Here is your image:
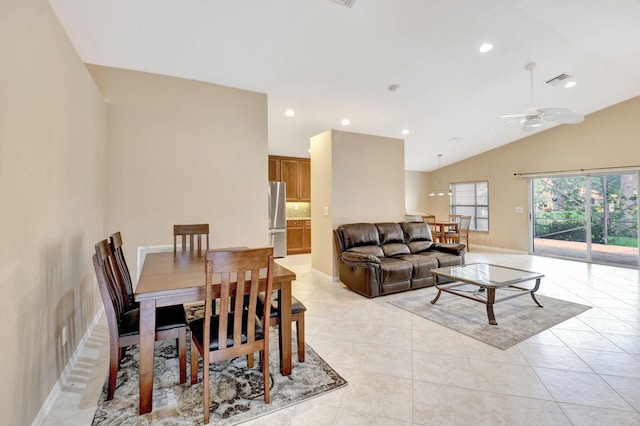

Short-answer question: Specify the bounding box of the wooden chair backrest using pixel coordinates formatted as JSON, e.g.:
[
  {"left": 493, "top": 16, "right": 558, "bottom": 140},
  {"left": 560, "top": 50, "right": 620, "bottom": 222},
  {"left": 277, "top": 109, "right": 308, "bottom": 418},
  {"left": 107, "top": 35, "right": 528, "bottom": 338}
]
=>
[
  {"left": 449, "top": 214, "right": 462, "bottom": 222},
  {"left": 110, "top": 231, "right": 133, "bottom": 307},
  {"left": 422, "top": 214, "right": 436, "bottom": 224},
  {"left": 458, "top": 216, "right": 471, "bottom": 237},
  {"left": 173, "top": 223, "right": 209, "bottom": 253},
  {"left": 203, "top": 247, "right": 273, "bottom": 360},
  {"left": 93, "top": 240, "right": 127, "bottom": 330}
]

§ Problem statement:
Reproduce the rows above verbatim, omitting the picture from your copy.

§ Complete output:
Here is your image:

Short-answer question: Specify the bounding box of the wooden chair backrest using pixel coordinates formatted as JSON, e.g.:
[
  {"left": 493, "top": 16, "right": 558, "bottom": 140},
  {"left": 560, "top": 50, "right": 620, "bottom": 222},
  {"left": 277, "top": 109, "right": 308, "bottom": 418},
  {"left": 107, "top": 35, "right": 528, "bottom": 338}
]
=>
[
  {"left": 449, "top": 214, "right": 462, "bottom": 222},
  {"left": 110, "top": 231, "right": 133, "bottom": 307},
  {"left": 422, "top": 214, "right": 436, "bottom": 224},
  {"left": 458, "top": 216, "right": 471, "bottom": 237},
  {"left": 173, "top": 223, "right": 209, "bottom": 253},
  {"left": 203, "top": 247, "right": 273, "bottom": 360},
  {"left": 93, "top": 240, "right": 127, "bottom": 330}
]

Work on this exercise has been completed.